# Problem statement:
Present the data once more in exactly its original form.
*** Data provided Section Begins ***
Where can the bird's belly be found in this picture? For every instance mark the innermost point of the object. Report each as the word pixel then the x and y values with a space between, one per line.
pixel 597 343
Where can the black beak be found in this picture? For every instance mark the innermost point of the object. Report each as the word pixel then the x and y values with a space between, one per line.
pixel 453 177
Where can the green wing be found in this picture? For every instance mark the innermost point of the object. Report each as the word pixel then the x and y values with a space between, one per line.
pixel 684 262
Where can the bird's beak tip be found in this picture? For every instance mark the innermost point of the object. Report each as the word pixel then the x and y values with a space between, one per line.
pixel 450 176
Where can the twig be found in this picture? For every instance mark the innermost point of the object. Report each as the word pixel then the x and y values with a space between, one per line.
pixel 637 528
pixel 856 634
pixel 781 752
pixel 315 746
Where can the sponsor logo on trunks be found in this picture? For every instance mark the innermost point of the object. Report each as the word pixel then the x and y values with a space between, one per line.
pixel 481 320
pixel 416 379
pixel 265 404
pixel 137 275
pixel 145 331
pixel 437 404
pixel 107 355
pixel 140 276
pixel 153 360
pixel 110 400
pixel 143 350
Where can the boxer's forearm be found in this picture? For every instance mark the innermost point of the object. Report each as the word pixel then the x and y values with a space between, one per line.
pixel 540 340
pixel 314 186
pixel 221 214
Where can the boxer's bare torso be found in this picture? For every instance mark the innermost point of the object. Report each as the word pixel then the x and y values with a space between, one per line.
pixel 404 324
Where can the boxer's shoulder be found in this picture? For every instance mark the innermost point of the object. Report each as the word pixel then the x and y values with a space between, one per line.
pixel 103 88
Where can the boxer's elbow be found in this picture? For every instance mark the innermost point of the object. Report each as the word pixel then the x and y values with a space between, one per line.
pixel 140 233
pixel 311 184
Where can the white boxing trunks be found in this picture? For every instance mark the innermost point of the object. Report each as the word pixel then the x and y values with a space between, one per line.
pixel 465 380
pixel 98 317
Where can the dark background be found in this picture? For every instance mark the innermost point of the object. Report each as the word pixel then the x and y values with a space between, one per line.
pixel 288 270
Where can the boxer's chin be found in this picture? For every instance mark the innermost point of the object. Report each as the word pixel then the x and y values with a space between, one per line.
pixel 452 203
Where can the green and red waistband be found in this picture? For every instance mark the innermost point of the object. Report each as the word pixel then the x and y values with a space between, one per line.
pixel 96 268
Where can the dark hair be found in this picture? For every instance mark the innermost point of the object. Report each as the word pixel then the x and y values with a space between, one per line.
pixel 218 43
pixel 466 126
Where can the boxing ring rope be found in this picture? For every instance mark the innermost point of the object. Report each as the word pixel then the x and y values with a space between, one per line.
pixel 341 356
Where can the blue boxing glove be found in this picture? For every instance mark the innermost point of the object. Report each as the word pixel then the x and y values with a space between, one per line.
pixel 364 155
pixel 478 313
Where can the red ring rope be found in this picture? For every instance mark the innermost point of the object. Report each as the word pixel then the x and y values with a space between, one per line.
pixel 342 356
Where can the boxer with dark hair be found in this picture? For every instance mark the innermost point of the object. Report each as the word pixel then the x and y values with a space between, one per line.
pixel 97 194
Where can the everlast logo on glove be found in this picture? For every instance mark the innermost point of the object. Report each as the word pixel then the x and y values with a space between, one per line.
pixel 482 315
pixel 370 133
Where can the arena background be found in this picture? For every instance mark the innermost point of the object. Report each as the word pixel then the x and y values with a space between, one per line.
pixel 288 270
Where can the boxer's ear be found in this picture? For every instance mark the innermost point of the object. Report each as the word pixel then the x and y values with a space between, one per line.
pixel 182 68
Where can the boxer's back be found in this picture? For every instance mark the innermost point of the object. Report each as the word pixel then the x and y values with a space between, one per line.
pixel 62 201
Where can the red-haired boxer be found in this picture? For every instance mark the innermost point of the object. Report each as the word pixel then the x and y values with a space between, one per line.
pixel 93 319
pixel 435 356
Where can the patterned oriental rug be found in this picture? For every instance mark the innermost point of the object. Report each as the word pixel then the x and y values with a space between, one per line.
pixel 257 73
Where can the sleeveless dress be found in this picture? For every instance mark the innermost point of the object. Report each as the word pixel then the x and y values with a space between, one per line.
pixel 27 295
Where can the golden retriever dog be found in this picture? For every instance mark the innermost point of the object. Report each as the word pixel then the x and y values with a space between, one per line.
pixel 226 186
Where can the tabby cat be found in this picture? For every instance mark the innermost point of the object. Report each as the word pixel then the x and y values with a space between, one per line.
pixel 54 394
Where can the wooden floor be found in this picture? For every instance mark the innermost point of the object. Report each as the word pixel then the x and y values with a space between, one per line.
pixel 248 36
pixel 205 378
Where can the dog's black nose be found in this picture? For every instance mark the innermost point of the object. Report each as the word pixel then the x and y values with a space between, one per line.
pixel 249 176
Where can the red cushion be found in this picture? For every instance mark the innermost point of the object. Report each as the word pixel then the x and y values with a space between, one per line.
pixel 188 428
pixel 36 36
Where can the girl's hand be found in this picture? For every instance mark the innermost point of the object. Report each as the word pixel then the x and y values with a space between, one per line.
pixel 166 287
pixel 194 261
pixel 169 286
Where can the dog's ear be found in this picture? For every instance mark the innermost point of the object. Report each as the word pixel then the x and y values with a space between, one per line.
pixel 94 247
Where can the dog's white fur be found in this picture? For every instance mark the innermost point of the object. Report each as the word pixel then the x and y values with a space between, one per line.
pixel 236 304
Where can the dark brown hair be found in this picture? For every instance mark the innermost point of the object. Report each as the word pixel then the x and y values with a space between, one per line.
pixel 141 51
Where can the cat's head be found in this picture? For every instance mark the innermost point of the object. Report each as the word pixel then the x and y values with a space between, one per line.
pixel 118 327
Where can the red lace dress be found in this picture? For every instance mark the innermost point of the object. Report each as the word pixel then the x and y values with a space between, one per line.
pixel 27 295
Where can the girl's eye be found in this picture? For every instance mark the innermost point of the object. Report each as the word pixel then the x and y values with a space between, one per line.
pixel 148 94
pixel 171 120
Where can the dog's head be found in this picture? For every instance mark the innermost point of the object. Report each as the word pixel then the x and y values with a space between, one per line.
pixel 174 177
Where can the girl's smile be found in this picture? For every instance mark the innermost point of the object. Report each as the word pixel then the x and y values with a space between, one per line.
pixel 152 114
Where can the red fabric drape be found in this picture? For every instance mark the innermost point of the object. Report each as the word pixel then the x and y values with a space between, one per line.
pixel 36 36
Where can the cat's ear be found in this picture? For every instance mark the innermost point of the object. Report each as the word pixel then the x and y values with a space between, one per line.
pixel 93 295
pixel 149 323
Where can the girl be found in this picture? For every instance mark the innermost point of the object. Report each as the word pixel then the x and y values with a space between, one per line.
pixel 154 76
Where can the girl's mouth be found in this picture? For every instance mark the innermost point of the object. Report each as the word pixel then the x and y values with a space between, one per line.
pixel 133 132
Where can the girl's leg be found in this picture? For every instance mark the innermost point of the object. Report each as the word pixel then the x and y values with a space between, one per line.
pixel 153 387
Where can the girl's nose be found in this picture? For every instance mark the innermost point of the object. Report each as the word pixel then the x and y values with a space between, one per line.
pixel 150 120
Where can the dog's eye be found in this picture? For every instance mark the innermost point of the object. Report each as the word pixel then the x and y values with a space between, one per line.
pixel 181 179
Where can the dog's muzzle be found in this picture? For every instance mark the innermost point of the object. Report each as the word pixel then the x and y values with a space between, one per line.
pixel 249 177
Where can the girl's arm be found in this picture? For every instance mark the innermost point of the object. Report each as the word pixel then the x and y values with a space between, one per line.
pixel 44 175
*** Data provided Section Ends ***
# Exercise result:
Where can the bird's belly be found in this picture? For every instance mark the innermost point of the object. Report each as the word pixel then the x and y values with a space between, one per line.
pixel 597 343
Where can the black beak be found in this picture? For every instance mark the innermost point of the object. Report each as the word pixel then the x and y values with a space between, one per line.
pixel 453 177
Where can the green wing be found in this picture? For every instance mark the innermost point of the object. Report each as the word pixel then the x and y values with a space between, one per line.
pixel 684 262
Where can the bird's beak tip be found in this picture? For every instance mark the innermost point of the object. Report each as the word pixel then the x and y values with a space between, one per line.
pixel 450 176
Where can the twig be found in this picture? For every instance mark the innermost point of the object. Report each as the word pixel then the x and y values with a space between, one per line.
pixel 637 528
pixel 856 634
pixel 781 752
pixel 315 746
Where can the sponsor logo on trunks be found in this picture? For every instance mark the innermost point of the object. Report each as the word pixel then the x and y values with a space between, one per line.
pixel 481 320
pixel 416 379
pixel 265 404
pixel 137 275
pixel 145 331
pixel 437 404
pixel 107 355
pixel 140 276
pixel 153 360
pixel 110 400
pixel 143 350
Where can the boxer's forearm be found in this picture? For every instance mark the innermost point of the object. Report each as the word pixel then the x and y values with a space between, one per line.
pixel 540 340
pixel 314 186
pixel 221 214
Where can the boxer's bare torso be found in this picture? For every instance mark the innermost point of the object. Report each as the word pixel then the x and y values with a space between, one per line.
pixel 404 324
Where can the boxer's shoulder be found in this picture? For every instance mark the innermost point of the object. Report each as the word pixel then the x and y values with a space between, one per line.
pixel 103 88
Where can the boxer's elbow be found in this picture? For every instance mark the innermost point of the object. Report each as the word pixel then the x and y values with a space between, one per line.
pixel 140 233
pixel 311 184
Where can the white boxing trunks be found in this picture? For every instance mark the innermost point of the object. Report each as the word pixel then the x and y values with a space between, one per line.
pixel 465 380
pixel 98 317
Where can the dark background be found in this picture? For every instance mark the innermost point of the object. Report each as the word pixel then the x and y values with a space between, one per line.
pixel 288 270
Where can the boxer's chin be found in this picture? For every instance mark the innermost point of the object. Report each as the word pixel then the x and y values with a space between, one per line.
pixel 452 203
Where can the green and red waistband be found in this picture? For every instance mark the innermost point of the object. Report each as the word pixel then the x and y values with a space between, one per line.
pixel 96 268
Where can the dark hair be found in this picture? For every instance mark the innermost point of the object. Report each as the word pixel then the x and y values with a space between, one per line.
pixel 218 43
pixel 466 126
Where can the boxing ring rope be found in this picture? For every instance mark the innermost point of the object. Report each as the word pixel then the x and y values with a space between, one per line.
pixel 341 356
Where can the blue boxing glove be found in this picture? For every instance mark the innermost point of the object. Report each as the word pixel then the x and y values with a space between, one per line.
pixel 364 155
pixel 478 313
Where can the red ring rope be found in this picture? For every instance mark the innermost point of the object. Report each as the word pixel then the x and y values with a space between, one per line.
pixel 342 356
Where can the boxer with dark hair be found in this picture? For every instance mark the innermost point of the object. Report each as the word pixel then the x and y values with a space between, one per line.
pixel 97 194
Where can the everlast logo on glove be found in this picture? For every instance mark the innermost point of the object. Report each as the word pixel then the x and y values with a space between, one per line.
pixel 482 315
pixel 370 133
Where can the arena background be found in this picture? For every instance mark the innermost point of the object. Report each as the word pixel then the x and y values with a space between, one per line.
pixel 288 270
Where can the boxer's ear be found in this picture? For every instance mark the innermost point of the object. Report each as the word pixel then the x and y values with a space between, one per line.
pixel 182 68
Where can the boxer's back be found in this picture? For every instance mark the innermost point of the object. Report each as the word pixel then the x and y values with a space between, one per line.
pixel 62 201
Where can the red-haired boxer be found in this picture? For every instance mark the innermost point of the object. Report each as the word pixel then the x and y values with a space between, one per line.
pixel 93 319
pixel 435 356
Where can the patterned oriental rug be found in this picture? For every instance mark the innermost point of the object. Report each as the word pixel then the x and y values with a space between, one per line.
pixel 257 73
Where can the sleeveless dress be found in this picture? For every instance mark the innermost point of the object. Report each as the word pixel then the x and y values with a space between, one per line.
pixel 27 295
Where can the golden retriever dog be found in this picture? For every instance mark the innermost point of the object. Report each as the word pixel then the x and y values with a space between, one per line.
pixel 226 186
Where can the tabby cat be found in this picture? For every instance mark the innermost point of the object. Report each as the word pixel then the x and y values with a space between, one per line.
pixel 54 394
Where can the wooden floor be found in this picture? For every instance mark the innermost point of the object. Report each as the word pixel then the x and y values with a space between, one per line.
pixel 248 36
pixel 205 378
Where can the dog's black nose be found in this picture? For every instance mark the innermost point of the object. Report each as the word pixel then the x and y values with a space between, one per line.
pixel 249 176
Where can the red cushion be found in this picture? For every instance mark the innermost point of the object. Report each as the word pixel then the x and y values with a space between, one per line.
pixel 188 428
pixel 36 36
Where can the girl's hand be found in this picture? For every instance mark the innermost point of the object. Report each as the word pixel then the x and y values with a space between, one per line.
pixel 166 287
pixel 194 261
pixel 169 286
Where can the dog's ear be found in this picture? For every instance mark the innermost point of the object. Report each as the word pixel then the x and y values with a space between, one per line.
pixel 94 247
Where can the dog's white fur be found in this picture? For every instance mark the innermost point of the object. Report each as the word pixel then the x and y values with a space between, one per line.
pixel 236 304
Where can the dark brown hair be found in this picture? For every instance mark the innermost point of the object. Report each as the word pixel then the x and y values with a space between, one per line.
pixel 141 51
Where can the cat's head be found in this picture? For every instance mark the innermost point of the object. Report each as the word pixel then the x and y values with a space between, one per line.
pixel 118 327
Where can the red lace dress be found in this picture? For every instance mark the innermost point of the object. Report each as the word pixel then the x and y values with a space between, one per line.
pixel 27 295
Where can the girl's eye be found in this picture? For every instance mark the innermost point of the object. Report each as the word pixel then the x and y values with a space between, one per line.
pixel 148 94
pixel 171 120
Where can the dog's head be found in this picture? For every instance mark the innermost point of the object. Report each as the word pixel then the x and y values with a space between, one per line.
pixel 174 177
Where can the girl's smile be found in this picture? For every instance mark the innermost point of the object. Report each as the word pixel then the x and y values with a space between, one per line.
pixel 152 114
Where can the red fabric drape be found in this picture? For every instance mark the innermost point of the object. Report each as the word pixel then the x and y values with a space between, one per line.
pixel 36 36
Where can the cat's ear be found in this picture? For every instance mark the innermost point of the object. Report each as the word pixel then the x and y values with a space between, one per line.
pixel 93 295
pixel 149 323
Where can the girl be found in this picture? For every instance mark the innermost point of the object. Report each as the word pixel then the x and y values with a space between, one per line.
pixel 154 76
Where can the girl's mouth be found in this picture? For every instance mark the innermost point of the object. Report each as the word pixel then the x and y values with a space between, one per line.
pixel 133 132
Where can the girl's leg be found in this picture? For every instance mark the innermost point of the object. Report each as the word pixel then the x and y values with a space between, one per line.
pixel 153 387
Where can the girl's nose be found in this picture? For every instance mark the innermost point of the object. Report each as the word pixel then the x and y values with a space between, one per line.
pixel 150 120
Where can the dog's eye be found in this picture? For every instance mark the innermost point of the object. Report each as the word pixel then the x and y values with a space between, one per line.
pixel 181 179
Where can the dog's muzzle be found in this picture? For every instance mark the innermost point of the object. Report each as the word pixel then the x and y values with a space between, one per line.
pixel 249 177
Where can the girl's arm be found in this picture? For every instance mark the innermost point of the object. Report each as the word pixel then the x and y values with a space between, one per line.
pixel 44 175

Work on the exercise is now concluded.